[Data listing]
★ ★ ★ ★ ★

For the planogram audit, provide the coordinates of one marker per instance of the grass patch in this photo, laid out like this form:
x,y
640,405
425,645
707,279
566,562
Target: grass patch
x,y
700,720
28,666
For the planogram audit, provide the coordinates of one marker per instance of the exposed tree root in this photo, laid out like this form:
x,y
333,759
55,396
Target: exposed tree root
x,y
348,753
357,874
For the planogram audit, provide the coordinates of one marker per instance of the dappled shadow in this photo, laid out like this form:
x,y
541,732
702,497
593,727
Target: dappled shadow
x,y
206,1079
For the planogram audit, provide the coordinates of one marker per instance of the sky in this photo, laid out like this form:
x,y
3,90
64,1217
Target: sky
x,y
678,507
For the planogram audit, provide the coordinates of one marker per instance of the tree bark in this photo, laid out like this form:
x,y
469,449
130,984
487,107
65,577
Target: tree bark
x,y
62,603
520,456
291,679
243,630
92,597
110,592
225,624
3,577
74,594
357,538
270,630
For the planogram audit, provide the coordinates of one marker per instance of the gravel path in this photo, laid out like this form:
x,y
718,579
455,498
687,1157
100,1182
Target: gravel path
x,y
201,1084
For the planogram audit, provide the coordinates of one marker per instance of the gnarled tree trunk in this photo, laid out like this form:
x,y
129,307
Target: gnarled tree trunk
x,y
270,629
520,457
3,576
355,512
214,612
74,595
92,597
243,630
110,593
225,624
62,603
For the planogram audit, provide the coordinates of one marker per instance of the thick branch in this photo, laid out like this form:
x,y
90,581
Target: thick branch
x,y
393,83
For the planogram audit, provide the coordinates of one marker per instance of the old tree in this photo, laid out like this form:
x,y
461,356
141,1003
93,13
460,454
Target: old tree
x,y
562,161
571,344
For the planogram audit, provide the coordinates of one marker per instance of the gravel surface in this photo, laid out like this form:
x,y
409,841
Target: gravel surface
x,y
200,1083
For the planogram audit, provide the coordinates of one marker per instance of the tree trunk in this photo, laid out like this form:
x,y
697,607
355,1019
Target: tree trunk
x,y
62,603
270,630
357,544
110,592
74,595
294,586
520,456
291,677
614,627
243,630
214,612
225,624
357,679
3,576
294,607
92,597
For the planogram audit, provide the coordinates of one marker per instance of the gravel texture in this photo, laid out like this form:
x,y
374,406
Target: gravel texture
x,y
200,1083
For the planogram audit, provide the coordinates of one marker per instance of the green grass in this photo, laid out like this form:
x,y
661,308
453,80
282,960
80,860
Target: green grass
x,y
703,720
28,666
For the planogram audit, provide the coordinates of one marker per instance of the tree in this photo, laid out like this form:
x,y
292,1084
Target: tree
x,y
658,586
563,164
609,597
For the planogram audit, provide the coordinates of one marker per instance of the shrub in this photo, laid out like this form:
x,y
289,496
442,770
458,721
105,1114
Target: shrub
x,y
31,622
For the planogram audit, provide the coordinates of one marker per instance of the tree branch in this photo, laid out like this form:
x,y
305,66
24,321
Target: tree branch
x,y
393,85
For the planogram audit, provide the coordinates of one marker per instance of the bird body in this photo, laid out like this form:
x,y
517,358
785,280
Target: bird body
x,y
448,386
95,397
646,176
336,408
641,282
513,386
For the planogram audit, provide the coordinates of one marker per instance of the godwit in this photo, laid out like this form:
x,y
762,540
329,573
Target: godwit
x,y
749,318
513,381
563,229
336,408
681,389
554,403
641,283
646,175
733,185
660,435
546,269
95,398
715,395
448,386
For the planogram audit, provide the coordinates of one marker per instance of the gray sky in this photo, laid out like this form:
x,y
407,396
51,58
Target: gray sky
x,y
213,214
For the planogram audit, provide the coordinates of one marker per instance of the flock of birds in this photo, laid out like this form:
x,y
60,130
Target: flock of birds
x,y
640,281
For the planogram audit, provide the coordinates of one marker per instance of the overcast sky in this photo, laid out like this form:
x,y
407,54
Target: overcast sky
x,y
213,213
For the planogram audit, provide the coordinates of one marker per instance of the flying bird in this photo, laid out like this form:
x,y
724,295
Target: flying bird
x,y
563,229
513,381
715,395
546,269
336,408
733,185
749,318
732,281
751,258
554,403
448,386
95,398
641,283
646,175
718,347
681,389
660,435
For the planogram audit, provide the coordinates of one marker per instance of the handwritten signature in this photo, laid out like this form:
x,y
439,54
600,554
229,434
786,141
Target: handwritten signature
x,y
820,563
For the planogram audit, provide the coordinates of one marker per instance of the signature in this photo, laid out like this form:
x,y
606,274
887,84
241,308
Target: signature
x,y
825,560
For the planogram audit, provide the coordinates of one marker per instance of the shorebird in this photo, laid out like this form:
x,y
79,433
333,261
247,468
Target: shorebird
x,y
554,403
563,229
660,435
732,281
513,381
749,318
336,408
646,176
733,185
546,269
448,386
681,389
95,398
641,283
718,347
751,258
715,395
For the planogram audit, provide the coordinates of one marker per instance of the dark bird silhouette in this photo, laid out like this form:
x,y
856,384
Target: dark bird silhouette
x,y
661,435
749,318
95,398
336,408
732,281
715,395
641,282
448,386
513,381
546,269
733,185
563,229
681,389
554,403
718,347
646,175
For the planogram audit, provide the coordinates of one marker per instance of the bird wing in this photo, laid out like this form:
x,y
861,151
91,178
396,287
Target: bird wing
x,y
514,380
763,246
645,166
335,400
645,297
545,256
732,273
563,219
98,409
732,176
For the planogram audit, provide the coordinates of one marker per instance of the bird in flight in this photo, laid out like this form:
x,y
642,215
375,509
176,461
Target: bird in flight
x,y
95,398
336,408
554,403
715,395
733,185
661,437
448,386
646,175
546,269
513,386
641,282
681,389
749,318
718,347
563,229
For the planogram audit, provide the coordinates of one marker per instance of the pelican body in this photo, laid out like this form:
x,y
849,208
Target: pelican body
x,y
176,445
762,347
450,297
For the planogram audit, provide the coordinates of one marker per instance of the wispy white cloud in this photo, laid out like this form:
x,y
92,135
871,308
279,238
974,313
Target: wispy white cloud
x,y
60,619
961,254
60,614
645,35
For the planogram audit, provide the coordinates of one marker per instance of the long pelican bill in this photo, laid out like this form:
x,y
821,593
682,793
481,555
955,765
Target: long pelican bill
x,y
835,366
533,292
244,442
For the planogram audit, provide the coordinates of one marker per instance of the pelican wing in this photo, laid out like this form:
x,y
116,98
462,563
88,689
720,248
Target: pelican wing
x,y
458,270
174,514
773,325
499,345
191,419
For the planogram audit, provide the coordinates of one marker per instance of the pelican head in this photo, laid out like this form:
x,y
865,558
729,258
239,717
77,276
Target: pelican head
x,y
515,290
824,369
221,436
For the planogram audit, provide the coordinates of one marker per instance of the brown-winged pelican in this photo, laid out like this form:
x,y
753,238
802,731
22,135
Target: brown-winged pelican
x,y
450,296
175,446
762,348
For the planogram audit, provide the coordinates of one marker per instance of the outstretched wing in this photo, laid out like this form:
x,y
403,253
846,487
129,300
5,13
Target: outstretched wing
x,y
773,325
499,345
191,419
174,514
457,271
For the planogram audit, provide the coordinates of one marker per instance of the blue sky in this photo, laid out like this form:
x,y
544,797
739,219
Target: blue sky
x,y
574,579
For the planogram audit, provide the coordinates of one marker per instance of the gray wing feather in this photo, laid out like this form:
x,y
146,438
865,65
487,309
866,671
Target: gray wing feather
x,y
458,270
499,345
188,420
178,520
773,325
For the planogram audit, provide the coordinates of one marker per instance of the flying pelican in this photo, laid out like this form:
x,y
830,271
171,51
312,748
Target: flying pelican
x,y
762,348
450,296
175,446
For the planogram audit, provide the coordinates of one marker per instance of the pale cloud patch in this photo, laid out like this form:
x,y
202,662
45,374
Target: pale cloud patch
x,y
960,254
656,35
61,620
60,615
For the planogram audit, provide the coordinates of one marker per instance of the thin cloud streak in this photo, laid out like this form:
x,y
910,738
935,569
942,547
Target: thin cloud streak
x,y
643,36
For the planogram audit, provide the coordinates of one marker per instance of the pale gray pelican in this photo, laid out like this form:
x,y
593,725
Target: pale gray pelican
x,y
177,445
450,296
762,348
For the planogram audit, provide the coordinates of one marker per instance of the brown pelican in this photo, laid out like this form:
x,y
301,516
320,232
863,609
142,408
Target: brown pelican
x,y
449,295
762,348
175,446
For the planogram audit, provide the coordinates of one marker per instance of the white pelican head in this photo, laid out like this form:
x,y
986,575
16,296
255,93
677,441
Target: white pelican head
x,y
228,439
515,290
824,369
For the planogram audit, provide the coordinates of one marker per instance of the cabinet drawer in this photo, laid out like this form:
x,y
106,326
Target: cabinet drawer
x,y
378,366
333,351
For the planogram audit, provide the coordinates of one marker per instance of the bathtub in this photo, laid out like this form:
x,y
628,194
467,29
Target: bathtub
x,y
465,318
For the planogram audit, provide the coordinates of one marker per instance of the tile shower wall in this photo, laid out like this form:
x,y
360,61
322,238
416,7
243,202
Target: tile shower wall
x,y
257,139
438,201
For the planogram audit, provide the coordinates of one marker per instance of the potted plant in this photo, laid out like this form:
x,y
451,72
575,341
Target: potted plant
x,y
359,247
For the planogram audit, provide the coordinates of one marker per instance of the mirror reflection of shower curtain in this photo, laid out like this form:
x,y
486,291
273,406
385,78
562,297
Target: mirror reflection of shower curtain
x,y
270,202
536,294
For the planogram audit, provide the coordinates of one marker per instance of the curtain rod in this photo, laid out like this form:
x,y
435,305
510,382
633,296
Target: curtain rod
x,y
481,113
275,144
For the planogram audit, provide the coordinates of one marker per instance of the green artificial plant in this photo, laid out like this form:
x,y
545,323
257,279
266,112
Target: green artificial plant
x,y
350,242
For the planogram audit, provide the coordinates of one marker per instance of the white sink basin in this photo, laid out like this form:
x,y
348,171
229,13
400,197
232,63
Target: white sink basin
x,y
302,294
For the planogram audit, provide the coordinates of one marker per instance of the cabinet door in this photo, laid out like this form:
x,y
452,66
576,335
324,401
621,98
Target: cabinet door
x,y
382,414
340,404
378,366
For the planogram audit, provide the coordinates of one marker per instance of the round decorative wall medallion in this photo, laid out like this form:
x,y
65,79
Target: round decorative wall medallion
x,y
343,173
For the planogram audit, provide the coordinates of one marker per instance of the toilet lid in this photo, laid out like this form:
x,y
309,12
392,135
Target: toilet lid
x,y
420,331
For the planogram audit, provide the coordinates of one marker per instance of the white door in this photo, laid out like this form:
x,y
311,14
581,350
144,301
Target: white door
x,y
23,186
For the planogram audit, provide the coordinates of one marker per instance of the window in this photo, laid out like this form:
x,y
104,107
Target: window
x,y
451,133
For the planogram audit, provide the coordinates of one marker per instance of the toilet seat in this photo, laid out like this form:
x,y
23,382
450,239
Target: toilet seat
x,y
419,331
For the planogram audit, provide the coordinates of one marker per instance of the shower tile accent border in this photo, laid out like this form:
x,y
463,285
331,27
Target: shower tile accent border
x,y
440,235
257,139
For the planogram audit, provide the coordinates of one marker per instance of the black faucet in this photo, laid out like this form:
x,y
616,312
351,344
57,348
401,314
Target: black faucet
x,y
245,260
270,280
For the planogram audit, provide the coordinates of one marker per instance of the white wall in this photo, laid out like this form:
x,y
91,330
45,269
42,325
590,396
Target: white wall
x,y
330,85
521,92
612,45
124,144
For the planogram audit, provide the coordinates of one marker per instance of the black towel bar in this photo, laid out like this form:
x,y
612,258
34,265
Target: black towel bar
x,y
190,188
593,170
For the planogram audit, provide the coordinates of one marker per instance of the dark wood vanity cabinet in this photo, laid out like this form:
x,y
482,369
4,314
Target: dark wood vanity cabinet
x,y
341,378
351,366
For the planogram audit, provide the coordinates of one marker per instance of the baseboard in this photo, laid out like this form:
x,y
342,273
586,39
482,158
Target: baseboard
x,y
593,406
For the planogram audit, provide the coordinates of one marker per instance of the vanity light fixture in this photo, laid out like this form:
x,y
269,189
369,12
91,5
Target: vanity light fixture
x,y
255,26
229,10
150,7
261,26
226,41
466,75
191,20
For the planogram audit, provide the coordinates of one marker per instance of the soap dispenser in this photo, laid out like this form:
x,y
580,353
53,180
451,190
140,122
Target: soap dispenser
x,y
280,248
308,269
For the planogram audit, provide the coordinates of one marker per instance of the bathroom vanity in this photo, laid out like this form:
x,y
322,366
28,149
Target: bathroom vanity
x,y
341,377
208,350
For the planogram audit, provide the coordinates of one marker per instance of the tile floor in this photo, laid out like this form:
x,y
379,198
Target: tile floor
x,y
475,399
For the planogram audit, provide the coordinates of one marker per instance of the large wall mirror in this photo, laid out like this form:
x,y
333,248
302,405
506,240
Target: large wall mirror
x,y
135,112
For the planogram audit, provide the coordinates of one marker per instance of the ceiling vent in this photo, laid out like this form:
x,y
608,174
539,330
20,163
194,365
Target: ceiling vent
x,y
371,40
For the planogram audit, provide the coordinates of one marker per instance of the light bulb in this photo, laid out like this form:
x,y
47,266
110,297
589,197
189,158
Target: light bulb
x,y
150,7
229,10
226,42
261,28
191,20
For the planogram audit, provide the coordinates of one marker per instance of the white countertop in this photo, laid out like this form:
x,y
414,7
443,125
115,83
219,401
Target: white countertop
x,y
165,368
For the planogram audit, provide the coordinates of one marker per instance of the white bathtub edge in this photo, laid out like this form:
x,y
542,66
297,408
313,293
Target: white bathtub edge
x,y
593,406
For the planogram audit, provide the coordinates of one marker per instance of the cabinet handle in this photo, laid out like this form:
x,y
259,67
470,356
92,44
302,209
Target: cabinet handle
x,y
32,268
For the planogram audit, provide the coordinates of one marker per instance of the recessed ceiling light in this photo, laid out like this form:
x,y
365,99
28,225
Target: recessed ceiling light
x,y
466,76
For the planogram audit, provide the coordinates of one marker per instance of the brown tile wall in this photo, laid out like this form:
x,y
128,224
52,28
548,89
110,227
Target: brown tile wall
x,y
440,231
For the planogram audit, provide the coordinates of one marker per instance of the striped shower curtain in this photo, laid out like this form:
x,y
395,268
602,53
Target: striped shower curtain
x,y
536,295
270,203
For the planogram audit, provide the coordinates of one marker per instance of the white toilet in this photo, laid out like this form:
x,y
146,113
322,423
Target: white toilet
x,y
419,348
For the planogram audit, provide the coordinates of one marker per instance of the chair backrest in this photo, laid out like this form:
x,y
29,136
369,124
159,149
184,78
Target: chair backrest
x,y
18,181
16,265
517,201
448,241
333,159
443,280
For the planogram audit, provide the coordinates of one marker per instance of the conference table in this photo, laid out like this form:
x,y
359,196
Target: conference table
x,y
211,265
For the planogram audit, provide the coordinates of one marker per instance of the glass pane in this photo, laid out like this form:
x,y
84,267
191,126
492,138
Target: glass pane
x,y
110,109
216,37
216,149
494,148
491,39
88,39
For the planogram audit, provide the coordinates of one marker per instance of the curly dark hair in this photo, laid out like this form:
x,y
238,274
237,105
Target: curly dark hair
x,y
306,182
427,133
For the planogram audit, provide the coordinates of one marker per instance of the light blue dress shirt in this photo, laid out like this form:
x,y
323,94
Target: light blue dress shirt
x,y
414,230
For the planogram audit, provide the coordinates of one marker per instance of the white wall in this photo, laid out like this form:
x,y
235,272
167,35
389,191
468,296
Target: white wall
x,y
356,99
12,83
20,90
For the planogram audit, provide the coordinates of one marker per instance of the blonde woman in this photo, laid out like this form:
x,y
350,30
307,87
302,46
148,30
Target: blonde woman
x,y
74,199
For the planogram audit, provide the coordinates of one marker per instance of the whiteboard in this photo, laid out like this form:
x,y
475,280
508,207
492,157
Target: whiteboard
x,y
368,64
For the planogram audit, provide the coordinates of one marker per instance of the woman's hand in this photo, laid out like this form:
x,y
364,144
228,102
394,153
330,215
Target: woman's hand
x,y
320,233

★ ★ ★ ★ ★

The task: Extract the rows above verbatim, starting at the line that contains "of the woman's" and ending with the last row, both included.

Answer to the problem:
For the planogram audit, provide the coordinates of one marker per instance of the woman's hand in this photo, laid out like this form:
x,y
364,144
228,102
394,153
330,215
Target: woman's hand
x,y
320,233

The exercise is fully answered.